### TASK DESCRIPTION
Exact copy, no pictures: restate each entry below word for word.

***

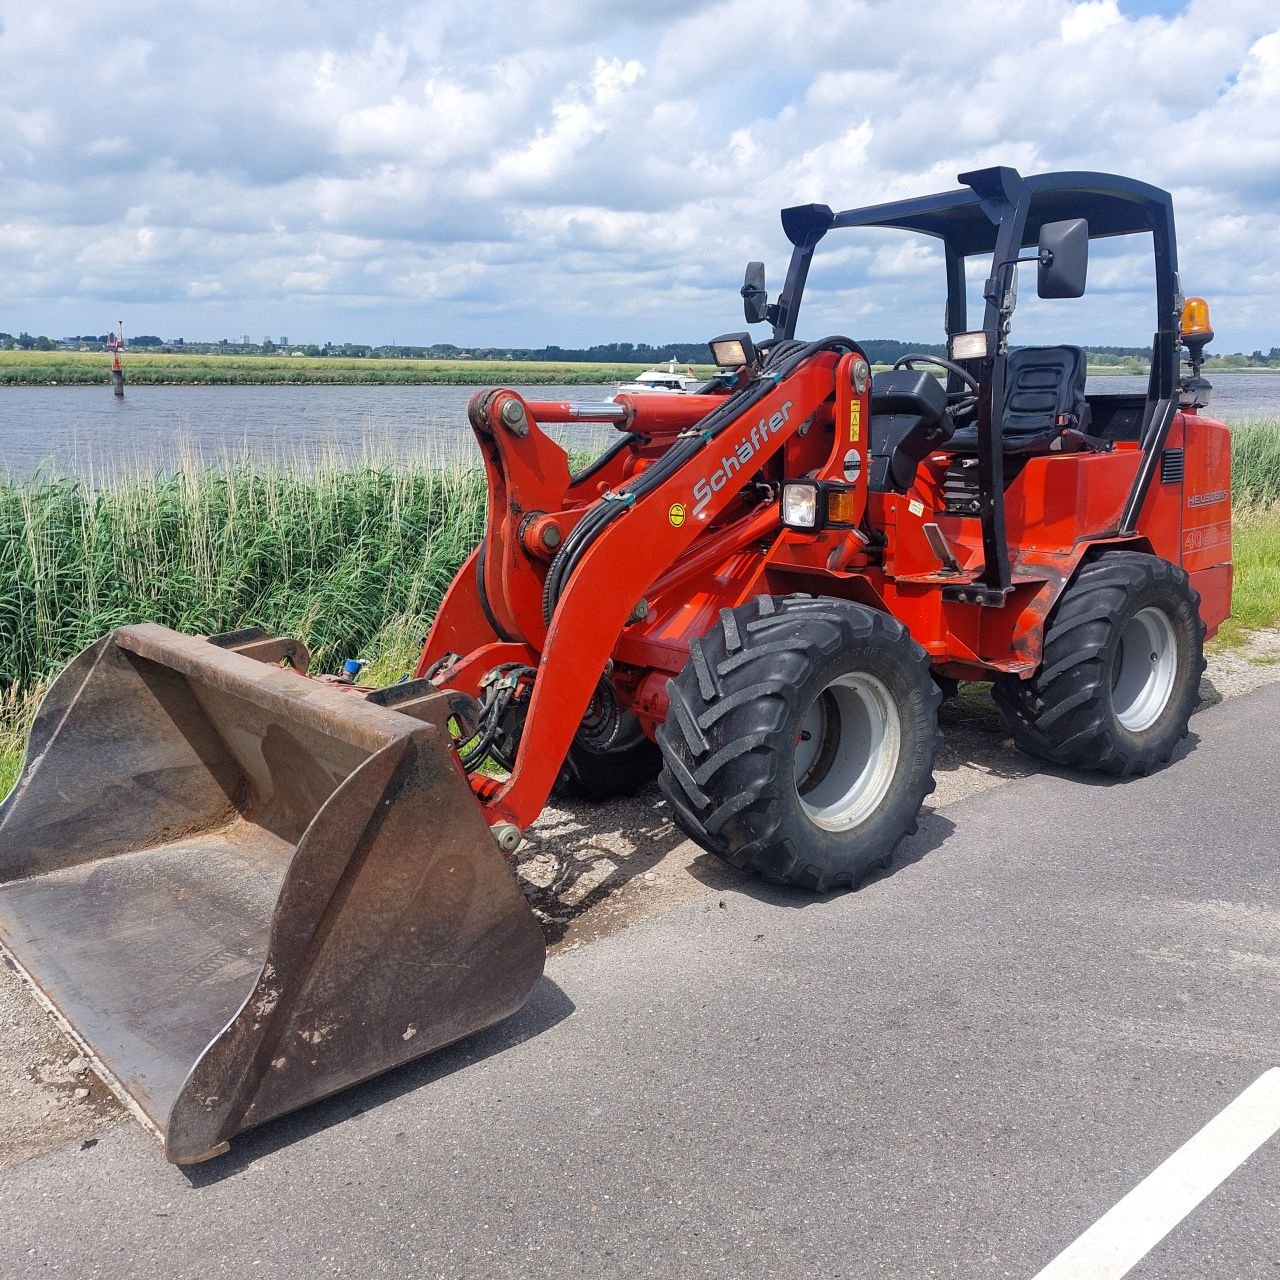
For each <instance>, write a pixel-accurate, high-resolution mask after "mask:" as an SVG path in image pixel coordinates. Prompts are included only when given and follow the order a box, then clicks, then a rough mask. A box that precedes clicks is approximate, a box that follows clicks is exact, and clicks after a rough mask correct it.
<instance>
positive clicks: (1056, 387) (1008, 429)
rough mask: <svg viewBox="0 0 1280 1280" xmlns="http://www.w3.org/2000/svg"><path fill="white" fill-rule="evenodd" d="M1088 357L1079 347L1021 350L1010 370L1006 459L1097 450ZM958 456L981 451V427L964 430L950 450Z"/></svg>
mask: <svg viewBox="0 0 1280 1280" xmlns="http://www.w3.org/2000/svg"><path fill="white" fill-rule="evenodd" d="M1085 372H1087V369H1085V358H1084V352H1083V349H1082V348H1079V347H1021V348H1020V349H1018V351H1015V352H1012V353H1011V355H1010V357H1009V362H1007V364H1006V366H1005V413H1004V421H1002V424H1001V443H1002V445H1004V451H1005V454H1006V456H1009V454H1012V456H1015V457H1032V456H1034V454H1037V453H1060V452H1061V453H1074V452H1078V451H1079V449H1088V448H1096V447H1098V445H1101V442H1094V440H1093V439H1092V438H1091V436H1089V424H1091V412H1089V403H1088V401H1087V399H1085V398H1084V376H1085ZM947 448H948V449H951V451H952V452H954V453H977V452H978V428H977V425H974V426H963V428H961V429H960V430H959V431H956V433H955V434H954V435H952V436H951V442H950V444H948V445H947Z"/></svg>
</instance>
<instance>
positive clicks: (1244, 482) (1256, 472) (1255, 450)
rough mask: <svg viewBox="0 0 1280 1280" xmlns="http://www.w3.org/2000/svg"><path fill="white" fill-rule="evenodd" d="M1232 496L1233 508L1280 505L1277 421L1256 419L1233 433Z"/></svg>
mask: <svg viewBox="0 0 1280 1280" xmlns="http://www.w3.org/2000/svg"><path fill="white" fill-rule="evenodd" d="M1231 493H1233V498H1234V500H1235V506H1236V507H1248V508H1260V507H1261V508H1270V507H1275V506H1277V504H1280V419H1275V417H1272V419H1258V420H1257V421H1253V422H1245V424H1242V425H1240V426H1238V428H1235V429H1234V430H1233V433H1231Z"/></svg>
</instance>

***

### ANSWER AREA
For each <instance>, write a pixel-accurate, high-resolution mask after "mask:" as an SVG path in image pixel coordinates. Prompts are included only when given and follow the order a box, then clicks, then a rough mask. A box that precedes clicks is approximate, a box that follows clicks is exact, and clicks after a rough mask correct it.
<instance>
positive clicks: (1056, 387) (1008, 429)
rough mask: <svg viewBox="0 0 1280 1280" xmlns="http://www.w3.org/2000/svg"><path fill="white" fill-rule="evenodd" d="M1088 357L1079 347L1021 350L1010 370L1006 459L1097 450ZM958 456L981 451V427L964 430L950 450Z"/></svg>
mask: <svg viewBox="0 0 1280 1280" xmlns="http://www.w3.org/2000/svg"><path fill="white" fill-rule="evenodd" d="M1085 372H1087V369H1085V358H1084V352H1083V349H1082V348H1079V347H1021V348H1020V349H1018V351H1015V352H1012V353H1011V355H1010V357H1009V362H1007V364H1006V366H1005V413H1004V421H1002V424H1001V443H1002V445H1004V451H1005V454H1006V456H1009V454H1012V456H1015V457H1032V456H1034V454H1037V453H1060V452H1061V453H1074V452H1078V451H1079V449H1088V448H1096V447H1098V445H1101V442H1094V440H1093V439H1092V438H1091V436H1089V424H1091V412H1089V403H1088V401H1087V399H1085V398H1084V376H1085ZM947 448H948V449H951V451H952V452H954V453H977V452H978V428H977V425H974V426H963V428H961V429H960V430H959V431H956V433H955V434H954V435H952V436H951V442H950V444H948V445H947Z"/></svg>
</instance>
<instance>
positive clicks: (1244, 482) (1256, 472) (1255, 450)
rough mask: <svg viewBox="0 0 1280 1280" xmlns="http://www.w3.org/2000/svg"><path fill="white" fill-rule="evenodd" d="M1232 496L1233 508L1280 505L1277 421L1256 419L1233 433Z"/></svg>
mask: <svg viewBox="0 0 1280 1280" xmlns="http://www.w3.org/2000/svg"><path fill="white" fill-rule="evenodd" d="M1231 493H1233V498H1234V500H1235V506H1236V507H1248V508H1260V507H1261V508H1270V507H1275V506H1277V504H1280V419H1275V417H1272V419H1258V420H1257V421H1253V422H1245V424H1242V425H1240V426H1238V428H1235V429H1234V430H1233V433H1231Z"/></svg>
</instance>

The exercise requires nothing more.